───── VORLIEGENDER TEXT ─────

Iyers Track „Joy and Suffering“ von seinem Album Third Culture Tamilian ist gewissermaßen eine Break-Version von A.R. Rahmans Song „September Madham“ aus dem 2000 erschienenen Film Alaipayuthey – pulsierende Claps verstärken das Sehnsuchtsgefühl des Originals. „Die Energie dieses Songs ist bei mir hängengeblieben – ich habe versucht, seine Dringlichkeit durch mein Resampling noch zu erhöhen“, erklärt Iyer.
In der Musik von A.R. Rahman, der in Südasien ziemlich bekannt ist, entdeckte Iyer so manches Jungle-Element – zum Beispiel in Rahmans Song „Shakalaka Baby“ mit der Drum Machine 808: „Es macht für mich auf jeden Fall Sinn, seine Musik zu samplen“, sagt Iyer lachend.

───── ANGEZEIGTE DATEN ─────

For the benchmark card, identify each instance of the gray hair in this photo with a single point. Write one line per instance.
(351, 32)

─────

• **AUFGABEN**:
(a) Schreib im Text über Iyer und A.R. Rahman alles von „Iyers Track „Joy“ bis hinunter zu „sagt Iyer lachend.“ neu und ersetze dabei „Sehnsuchtsgefühl“ durch „Gefühl der Sehnsucht“.
(b) Aus welchem Film stammt laut dem Text über Iyer und A.R. Rahman der Song „September Madham“?

• **VOLLSTÄNDIGE ANTWORTEN**:
(a)
Iyers Track „Joy and Suffering“ von seinem Album Third Culture Tamilian ist gewissermaßen eine Break-Version von A.R. Rahmans Song „September Madham“ aus dem 2000 erschienenen Film Alaipayuthey – pulsierende Claps verstärken das Gefühl der Sehnsucht des Originals. „Die Energie dieses Songs ist bei mir hängengeblieben – ich habe versucht, seine Dringlichkeit durch mein Resampling noch zu erhöhen“, erklärt Iyer.
In der Musik von A.R. Rahman, der in Südasien ziemlich bekannt ist, entdeckte Iyer so manches Jungle-Element – zum Beispiel in Rahmans Song „Shakalaka Baby“ mit der Drum Machine 808: „Es macht für mich auf jeden Fall Sinn, seine Musik zu samplen“, sagt Iyer lachend.

(b) Aus dem 2000 erschienenen Film Alaipayuthey.